*Task objective*
Count the lines below that contain the string "Target", with uppercase and lowercase treated as different. Give only the number.

*Extracted information*
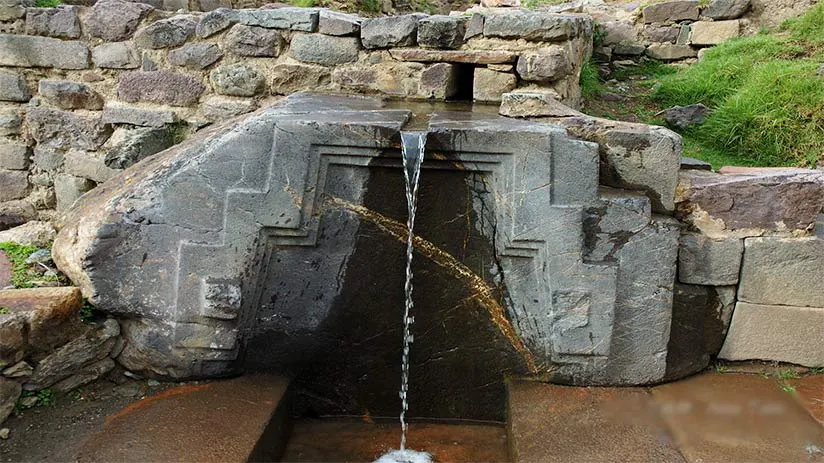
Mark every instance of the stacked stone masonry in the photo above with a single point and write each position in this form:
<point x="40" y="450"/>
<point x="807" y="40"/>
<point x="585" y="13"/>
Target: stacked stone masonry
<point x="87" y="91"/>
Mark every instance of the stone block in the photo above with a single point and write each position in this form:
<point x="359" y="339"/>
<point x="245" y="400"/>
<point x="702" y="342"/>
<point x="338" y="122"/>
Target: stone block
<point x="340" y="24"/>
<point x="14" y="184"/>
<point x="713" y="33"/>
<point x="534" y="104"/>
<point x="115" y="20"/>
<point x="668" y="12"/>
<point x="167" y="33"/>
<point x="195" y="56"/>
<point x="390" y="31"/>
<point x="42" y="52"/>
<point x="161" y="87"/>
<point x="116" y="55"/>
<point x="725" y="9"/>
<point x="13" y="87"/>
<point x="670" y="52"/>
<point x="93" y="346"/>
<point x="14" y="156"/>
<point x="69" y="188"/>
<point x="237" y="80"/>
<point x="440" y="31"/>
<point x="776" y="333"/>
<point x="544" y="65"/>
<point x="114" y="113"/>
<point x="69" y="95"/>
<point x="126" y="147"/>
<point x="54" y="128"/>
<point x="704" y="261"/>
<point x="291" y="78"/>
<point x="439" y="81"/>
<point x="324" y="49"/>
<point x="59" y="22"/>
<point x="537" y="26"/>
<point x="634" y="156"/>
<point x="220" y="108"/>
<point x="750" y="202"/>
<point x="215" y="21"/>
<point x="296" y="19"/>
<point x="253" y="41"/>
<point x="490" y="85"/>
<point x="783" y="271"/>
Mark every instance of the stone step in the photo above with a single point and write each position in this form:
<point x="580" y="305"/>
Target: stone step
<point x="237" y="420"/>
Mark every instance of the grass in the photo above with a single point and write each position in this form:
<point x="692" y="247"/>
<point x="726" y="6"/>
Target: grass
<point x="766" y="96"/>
---
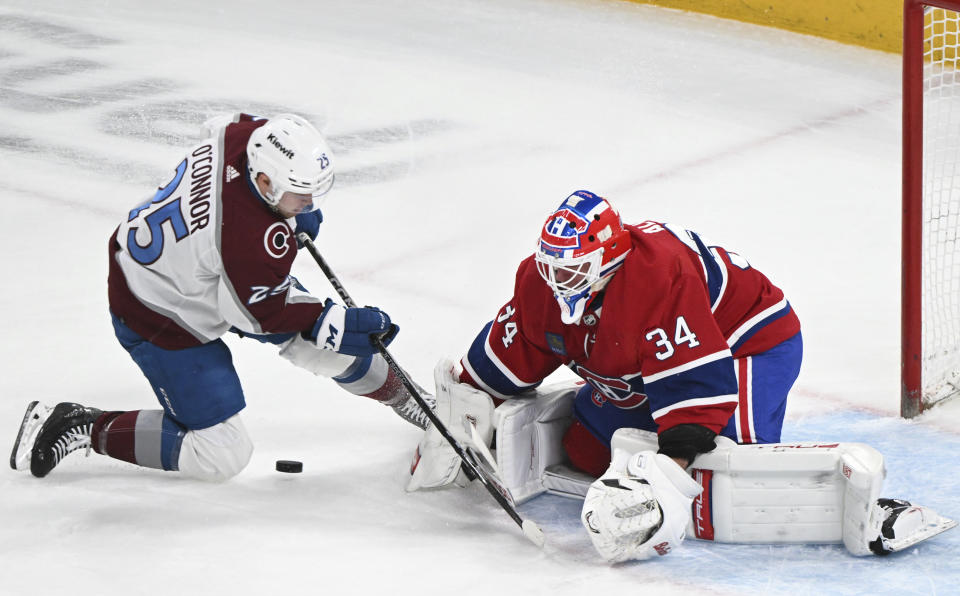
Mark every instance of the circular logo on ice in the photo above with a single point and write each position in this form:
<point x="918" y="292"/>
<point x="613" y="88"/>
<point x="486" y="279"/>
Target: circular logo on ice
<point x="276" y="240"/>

*Answer for the task*
5